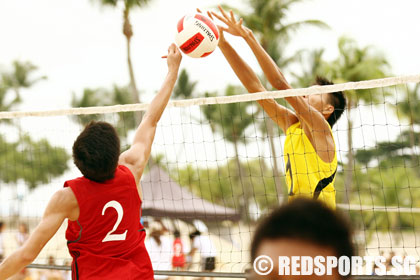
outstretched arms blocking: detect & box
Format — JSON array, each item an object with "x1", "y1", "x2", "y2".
[{"x1": 203, "y1": 9, "x2": 297, "y2": 132}]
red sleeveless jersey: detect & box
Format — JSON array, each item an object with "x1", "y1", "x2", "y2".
[{"x1": 64, "y1": 165, "x2": 153, "y2": 280}]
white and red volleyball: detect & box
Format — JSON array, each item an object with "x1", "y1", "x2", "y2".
[{"x1": 175, "y1": 14, "x2": 219, "y2": 58}]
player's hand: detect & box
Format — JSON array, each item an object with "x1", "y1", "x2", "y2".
[
  {"x1": 211, "y1": 5, "x2": 252, "y2": 38},
  {"x1": 162, "y1": 43, "x2": 182, "y2": 71},
  {"x1": 197, "y1": 8, "x2": 226, "y2": 45}
]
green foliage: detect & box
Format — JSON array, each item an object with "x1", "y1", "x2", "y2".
[
  {"x1": 0, "y1": 135, "x2": 70, "y2": 189},
  {"x1": 95, "y1": 0, "x2": 150, "y2": 9},
  {"x1": 223, "y1": 0, "x2": 328, "y2": 69},
  {"x1": 201, "y1": 85, "x2": 254, "y2": 143},
  {"x1": 352, "y1": 166, "x2": 420, "y2": 232},
  {"x1": 0, "y1": 61, "x2": 70, "y2": 188},
  {"x1": 324, "y1": 37, "x2": 389, "y2": 108},
  {"x1": 172, "y1": 159, "x2": 277, "y2": 209},
  {"x1": 292, "y1": 49, "x2": 326, "y2": 88}
]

###

Pick out every line in the listing above that contains the string "detect", and copy each one. Case counts.

outstretched arms blocking: detect & box
red sleeveless jersey: detect & box
white and red volleyball: detect & box
player's hand: detect & box
green foliage: detect & box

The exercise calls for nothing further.